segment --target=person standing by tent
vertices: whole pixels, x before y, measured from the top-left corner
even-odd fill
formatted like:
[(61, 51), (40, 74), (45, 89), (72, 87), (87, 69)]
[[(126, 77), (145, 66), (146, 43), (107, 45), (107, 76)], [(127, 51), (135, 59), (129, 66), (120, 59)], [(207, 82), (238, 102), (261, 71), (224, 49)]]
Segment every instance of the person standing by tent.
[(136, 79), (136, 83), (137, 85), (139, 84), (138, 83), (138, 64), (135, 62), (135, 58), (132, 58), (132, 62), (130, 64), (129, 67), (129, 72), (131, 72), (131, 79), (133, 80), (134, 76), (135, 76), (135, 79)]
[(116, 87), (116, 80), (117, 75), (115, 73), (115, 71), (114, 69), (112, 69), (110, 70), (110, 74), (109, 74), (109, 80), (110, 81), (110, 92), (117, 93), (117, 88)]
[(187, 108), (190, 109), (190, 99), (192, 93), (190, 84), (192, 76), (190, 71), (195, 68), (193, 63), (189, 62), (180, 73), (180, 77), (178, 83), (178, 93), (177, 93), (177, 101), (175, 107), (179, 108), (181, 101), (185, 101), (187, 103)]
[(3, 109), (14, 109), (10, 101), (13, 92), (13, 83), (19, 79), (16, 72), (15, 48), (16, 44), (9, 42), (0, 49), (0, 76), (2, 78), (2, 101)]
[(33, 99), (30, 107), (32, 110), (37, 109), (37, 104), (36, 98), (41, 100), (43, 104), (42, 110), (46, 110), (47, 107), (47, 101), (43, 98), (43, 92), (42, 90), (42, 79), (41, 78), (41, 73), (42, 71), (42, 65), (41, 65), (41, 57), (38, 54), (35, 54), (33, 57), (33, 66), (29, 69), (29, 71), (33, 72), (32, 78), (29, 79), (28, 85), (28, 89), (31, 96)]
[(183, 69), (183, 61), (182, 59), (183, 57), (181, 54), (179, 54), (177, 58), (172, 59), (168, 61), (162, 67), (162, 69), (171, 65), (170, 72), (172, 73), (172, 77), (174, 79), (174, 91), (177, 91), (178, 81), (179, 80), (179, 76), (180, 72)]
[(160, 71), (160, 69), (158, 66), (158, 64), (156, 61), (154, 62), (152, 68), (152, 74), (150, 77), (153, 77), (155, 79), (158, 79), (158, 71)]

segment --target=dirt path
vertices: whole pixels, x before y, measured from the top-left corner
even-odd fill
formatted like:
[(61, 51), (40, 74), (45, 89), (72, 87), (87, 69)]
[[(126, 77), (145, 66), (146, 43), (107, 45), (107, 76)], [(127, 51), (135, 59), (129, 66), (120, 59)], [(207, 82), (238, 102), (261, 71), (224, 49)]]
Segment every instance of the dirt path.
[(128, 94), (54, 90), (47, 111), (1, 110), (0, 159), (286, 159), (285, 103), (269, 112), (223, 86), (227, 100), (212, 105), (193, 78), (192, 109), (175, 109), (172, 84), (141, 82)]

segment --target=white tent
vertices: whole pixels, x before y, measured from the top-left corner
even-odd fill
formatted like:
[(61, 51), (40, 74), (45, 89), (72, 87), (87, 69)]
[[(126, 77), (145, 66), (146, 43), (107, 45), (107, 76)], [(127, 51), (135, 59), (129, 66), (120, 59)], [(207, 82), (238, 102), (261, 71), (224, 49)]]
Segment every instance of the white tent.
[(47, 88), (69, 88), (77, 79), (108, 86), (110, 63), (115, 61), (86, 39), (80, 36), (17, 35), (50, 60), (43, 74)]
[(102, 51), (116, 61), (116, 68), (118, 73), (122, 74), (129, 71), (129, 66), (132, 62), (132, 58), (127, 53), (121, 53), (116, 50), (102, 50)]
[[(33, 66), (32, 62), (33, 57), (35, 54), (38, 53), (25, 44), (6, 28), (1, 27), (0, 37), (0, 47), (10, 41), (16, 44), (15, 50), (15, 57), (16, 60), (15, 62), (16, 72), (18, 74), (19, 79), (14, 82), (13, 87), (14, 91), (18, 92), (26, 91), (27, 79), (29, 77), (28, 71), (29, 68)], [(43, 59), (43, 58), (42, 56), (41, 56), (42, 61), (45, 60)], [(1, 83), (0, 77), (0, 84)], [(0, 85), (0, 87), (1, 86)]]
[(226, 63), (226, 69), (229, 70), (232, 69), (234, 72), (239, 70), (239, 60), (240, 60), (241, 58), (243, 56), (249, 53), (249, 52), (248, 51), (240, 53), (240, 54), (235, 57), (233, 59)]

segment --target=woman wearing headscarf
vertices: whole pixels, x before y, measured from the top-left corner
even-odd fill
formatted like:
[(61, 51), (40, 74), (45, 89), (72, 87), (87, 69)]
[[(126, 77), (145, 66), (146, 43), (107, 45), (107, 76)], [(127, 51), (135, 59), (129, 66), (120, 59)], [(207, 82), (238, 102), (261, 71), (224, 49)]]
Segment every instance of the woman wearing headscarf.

The exercise:
Print every row above again, unchanged and in the same order.

Response to the task:
segment --target=person standing by tent
vertices: whole pixels, x before y, measured from the top-left corner
even-odd fill
formatted like:
[(61, 51), (40, 74), (45, 89), (72, 87), (87, 69)]
[[(126, 77), (145, 66), (146, 43), (107, 45), (107, 76)], [(127, 51), (135, 59), (129, 66), (120, 59)], [(207, 82), (238, 102), (261, 71), (224, 49)]]
Segment every instance of the person standing by tent.
[(136, 79), (136, 83), (137, 85), (139, 84), (138, 83), (138, 64), (135, 62), (135, 58), (132, 58), (132, 62), (130, 64), (129, 67), (129, 72), (131, 72), (131, 79), (133, 80), (134, 76), (135, 76), (135, 79)]
[(116, 87), (116, 80), (117, 75), (115, 73), (115, 71), (114, 69), (112, 69), (110, 70), (110, 74), (109, 74), (109, 80), (110, 81), (110, 92), (117, 93), (117, 88)]
[(187, 108), (190, 109), (190, 99), (192, 93), (190, 84), (192, 76), (190, 71), (195, 68), (193, 63), (189, 62), (180, 73), (180, 77), (178, 83), (178, 93), (177, 93), (177, 101), (175, 107), (179, 108), (181, 101), (185, 101), (187, 103)]
[(3, 109), (14, 109), (10, 101), (13, 92), (13, 83), (19, 79), (16, 72), (15, 48), (16, 44), (9, 42), (0, 49), (0, 76), (2, 78), (2, 101)]
[(33, 99), (30, 107), (32, 110), (37, 109), (37, 104), (36, 98), (41, 100), (43, 104), (42, 110), (46, 110), (47, 107), (47, 101), (43, 98), (43, 92), (42, 90), (42, 79), (41, 78), (41, 73), (42, 71), (42, 65), (41, 65), (41, 57), (38, 54), (35, 54), (33, 57), (33, 66), (29, 69), (29, 71), (33, 72), (32, 78), (29, 79), (28, 85), (28, 89), (31, 96)]
[(183, 69), (183, 61), (182, 59), (183, 57), (181, 54), (179, 54), (177, 58), (172, 59), (168, 61), (162, 67), (162, 69), (171, 65), (170, 72), (172, 73), (172, 77), (174, 79), (174, 91), (177, 91), (178, 81), (179, 80), (179, 76), (180, 72)]
[(160, 71), (160, 69), (158, 66), (158, 64), (156, 61), (154, 62), (152, 68), (152, 74), (150, 77), (153, 77), (155, 79), (158, 79), (158, 71)]

segment --target=dirt path
vertices: whole pixels, x before y, measured from the top-left corner
even-odd fill
formatted like:
[(61, 51), (40, 74), (45, 89), (72, 87), (87, 69)]
[[(126, 77), (145, 66), (146, 43), (107, 45), (107, 76)], [(127, 51), (135, 59), (129, 66), (120, 59)], [(207, 82), (238, 102), (261, 71), (224, 49)]]
Segment every instance of the dirt path.
[(128, 94), (54, 90), (47, 111), (1, 110), (0, 159), (286, 159), (285, 103), (269, 112), (223, 86), (227, 100), (212, 105), (193, 78), (192, 109), (175, 109), (172, 84), (141, 82)]

segment --target=white tent
vertices: whole pixels, x before y, measured from the top-left corner
even-odd fill
formatted like:
[(61, 51), (40, 74), (45, 89), (72, 87), (87, 69)]
[[(126, 77), (145, 66), (146, 43), (107, 45), (107, 76)], [(127, 51), (135, 59), (129, 66), (120, 59)], [(207, 82), (238, 102), (261, 71), (224, 49)]]
Segment every instance of the white tent.
[(47, 88), (69, 88), (77, 79), (108, 86), (110, 63), (115, 61), (86, 39), (80, 36), (17, 35), (50, 60), (43, 74)]
[(102, 51), (116, 61), (116, 68), (118, 73), (122, 74), (129, 71), (129, 66), (132, 62), (132, 58), (127, 53), (121, 53), (116, 50), (102, 50)]
[[(33, 66), (32, 62), (33, 57), (35, 54), (38, 53), (25, 44), (6, 28), (1, 27), (0, 37), (0, 47), (10, 41), (16, 44), (15, 50), (15, 57), (16, 60), (15, 62), (16, 72), (18, 74), (19, 79), (14, 82), (13, 87), (14, 91), (18, 92), (26, 91), (27, 79), (29, 77), (28, 71), (29, 68)], [(43, 59), (43, 58), (42, 56), (41, 56), (42, 61), (45, 60)], [(1, 83), (0, 77), (0, 84)], [(0, 85), (0, 87), (1, 86)]]
[(226, 63), (226, 69), (229, 70), (232, 69), (234, 72), (239, 70), (239, 60), (240, 60), (241, 58), (243, 56), (249, 53), (249, 52), (248, 51), (240, 53), (240, 54), (235, 57), (233, 59)]

segment --target=woman wearing headscarf
vertices: whole pixels, x before y, measured from the top-left corner
even-odd fill
formatted like:
[(61, 51), (40, 74), (45, 89), (72, 87), (87, 69)]
[[(126, 77), (145, 66), (146, 43), (107, 45), (107, 76)], [(127, 51), (135, 59), (129, 66), (120, 59)], [(207, 82), (238, 102), (261, 71), (224, 49)]]
Segment every instance of the woman wearing headscarf.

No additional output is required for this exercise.